**Given problem:** Give every entry again, word for word.

****************************************

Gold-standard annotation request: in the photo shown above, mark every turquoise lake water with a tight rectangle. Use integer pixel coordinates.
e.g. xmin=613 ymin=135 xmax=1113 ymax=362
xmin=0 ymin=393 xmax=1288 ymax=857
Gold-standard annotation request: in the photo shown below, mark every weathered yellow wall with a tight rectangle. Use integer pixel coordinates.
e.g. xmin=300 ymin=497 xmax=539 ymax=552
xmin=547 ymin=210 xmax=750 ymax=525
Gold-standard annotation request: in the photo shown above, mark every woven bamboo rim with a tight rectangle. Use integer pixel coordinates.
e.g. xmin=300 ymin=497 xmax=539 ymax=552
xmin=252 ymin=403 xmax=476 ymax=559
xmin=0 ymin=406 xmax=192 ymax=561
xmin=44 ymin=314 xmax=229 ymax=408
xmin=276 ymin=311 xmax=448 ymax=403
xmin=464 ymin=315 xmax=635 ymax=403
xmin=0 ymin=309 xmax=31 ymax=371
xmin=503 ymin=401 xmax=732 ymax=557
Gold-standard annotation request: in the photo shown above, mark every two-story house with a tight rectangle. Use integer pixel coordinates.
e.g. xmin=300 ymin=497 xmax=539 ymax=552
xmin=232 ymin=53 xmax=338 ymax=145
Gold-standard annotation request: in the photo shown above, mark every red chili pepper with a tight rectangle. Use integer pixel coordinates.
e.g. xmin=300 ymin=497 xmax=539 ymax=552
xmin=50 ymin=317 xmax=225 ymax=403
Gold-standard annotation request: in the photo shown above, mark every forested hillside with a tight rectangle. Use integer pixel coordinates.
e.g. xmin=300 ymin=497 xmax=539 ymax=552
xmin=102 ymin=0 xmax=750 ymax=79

****************************************

**Exercise answer:**
Gold-standard annotation request: in the photo shown above, mark every turquoise lake water with a tight rectangle. Use integer pixel coordinates.
e.g. xmin=613 ymin=135 xmax=1113 ymax=362
xmin=0 ymin=393 xmax=1288 ymax=857
Gold-standard annotation request: in the photo shown below, mark every weathered yellow wall with a tight rectangle. Use integer pixel coordinates.
e.g. xmin=300 ymin=497 xmax=539 ymax=552
xmin=547 ymin=210 xmax=750 ymax=525
Gold-standard annotation request: in the photo shown above, mark every woven bamboo rim with a tight rectangle. Use integer pixel coordinates.
e.g. xmin=300 ymin=497 xmax=539 ymax=552
xmin=252 ymin=403 xmax=476 ymax=559
xmin=0 ymin=406 xmax=192 ymax=561
xmin=44 ymin=314 xmax=229 ymax=408
xmin=276 ymin=311 xmax=448 ymax=403
xmin=464 ymin=315 xmax=635 ymax=403
xmin=0 ymin=309 xmax=31 ymax=371
xmin=503 ymin=401 xmax=732 ymax=557
Gold-standard annotation request: in the photo shown above, mark every two-story house with a tight rectangle. Use integer pixel coordinates.
e.g. xmin=300 ymin=497 xmax=539 ymax=552
xmin=232 ymin=53 xmax=338 ymax=145
Gold-standard annotation request: in the photo shown above, mark every red chili pepper with a tight rectangle. Use integer pixel coordinates.
e.g. xmin=300 ymin=497 xmax=539 ymax=552
xmin=50 ymin=317 xmax=225 ymax=403
Gold-standard annotation request: in the photo shown above, mark every forested hillside with a tight rectangle. Use integer pixel coordinates.
e.g. xmin=300 ymin=497 xmax=539 ymax=552
xmin=102 ymin=0 xmax=750 ymax=79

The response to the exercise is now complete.